----- ИСХОДНЫЙ ТЕКСТ -----

Страница 8 из 80
«Все это было. Только ум у меня еще вовсе не испорченный был, на правильную дорогу я мог бы еще стать. В трезвом виде я боялся еще мошенничать…» — рассказывал один. Другой объяснял, что «осужден был «без качества», за одно сокрытие «родословия»; третий, страшно обманутый людьми и отомстивший им, доказывал, что был справедлив: «Я правильно поступил! И всякий должен сказать: «Молодец, Парамон! Герой Парамон! Артист Парамон!»; и четвертый, и пятый — каждый «обсказывал» свое дело по-своему, с присущими только ему манерой и темпераментом.
Наконец, судьбы некоторых героев не могли не задеть крестьянина села Губовки Ефима Придворова некоторой параллелью. Яшка Тарбаган. Тоже крестьянский сын. Тоже с юга России (Кубань — не так далеко!). В четырнадцать лет, в кои Придворов, к счастью, попал в фельдшерскую школу, Яшка уже год отсидел в местной тюрьме по подозрению в конокрадстве (Ефимке сулили эту «карьеру»). В тюрьме Яшка, по собственному признанию, «впервые испортился». Потом был забрит в солдаты. После этого «ничего уже не страшился и опускался все ниже». «Вот возможная моя судьба!» — не мог не подумать пробившийся в студенты Придворов.
Но не это главным образом поразило его. Кем он мог бы стать, он и так знал вопреки строкам из любимого им Гамлета: «Мы знаем, кто мы есть, но не знаем, кем могли бы быть…» Поразило другое: во-первых, параллель шла шире… Что же, губовские мужики и бабы сильно отличались от человеческого отребья каторги? Разве эти перепившиеся, мерзостно сквернословящие, буянящие и затем смиренно искупающие свои грехи в «холодной» люди не были тем самым резервом, из которого шло и идет пополнение сибирских рудников? Чем они отличались от осужденных? Тем, что еще не совершили убийства, кражи, насилия? Ну и что из этого? Разве они все равно не оставались родными братьями колодников?
Во-вторых, герои «шпанки», или, по арестантскому прозвищу, «кобылки», — «игроки, жиганы, сухарники», как считал Мельшин, «вряд ли даже понимают, что можно жить иной, лучшей жизнью, чем этот ад кромешный». А если так, то почему могут это понимать их собратья — жители деревенского ада? Дальше. Мельшин делал, безусловно, искреннее признание, что «и этих страшных людей я научился понимать и любить, научился находить в них те же человеческие черты, какие были во мне самом…». А почему же Придворову помнилось о житье в деревне так много зла? Разве тут дело только в доброте сердца?
Нет, очевидно, мысли и чувства Мельшина были подсказаны ему не только доброй душой, но и пониманием социальных истин.

-----

■ ТЕКСТ ЗАДАНИЯ: Перепишите фрагмент исходного текста: всё от «Но не это главным» и ниже до «родными братьями колодников?». В нём замените «губовские» на «деревенские».

----- ПРЕДОСТАВЛЕННЫЕ ЗАПИСИ -----

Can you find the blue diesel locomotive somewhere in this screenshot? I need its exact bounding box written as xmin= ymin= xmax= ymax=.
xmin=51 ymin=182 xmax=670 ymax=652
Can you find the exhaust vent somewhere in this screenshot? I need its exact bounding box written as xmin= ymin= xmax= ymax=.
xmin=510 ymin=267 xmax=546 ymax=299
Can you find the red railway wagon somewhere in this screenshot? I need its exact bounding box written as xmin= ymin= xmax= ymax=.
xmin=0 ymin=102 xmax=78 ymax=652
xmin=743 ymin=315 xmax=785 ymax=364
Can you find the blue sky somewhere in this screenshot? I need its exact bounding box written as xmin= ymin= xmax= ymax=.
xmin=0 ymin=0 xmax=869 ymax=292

-----

■ ГОТОВЫЙ ОТВЕТ:
Но не это главным образом поразило его. Кем он мог бы стать, он и так знал вопреки строкам из любимого им Гамлета: «Мы знаем, кто мы есть, но не знаем, кем могли бы быть…» Поразило другое: во-первых, параллель шла шире… Что же, деревенские мужики и бабы сильно отличались от человеческого отребья каторги? Разве эти перепившиеся, мерзостно сквернословящие, буянящие и затем смиренно искупающие свои грехи в «холодной» люди не были тем самым резервом, из которого шло и идет пополнение сибирских рудников? Чем они отличались от осужденных? Тем, что еще не совершили убийства, кражи, насилия? Ну и что из этого? Разве они все равно не оставались родными братьями колодников?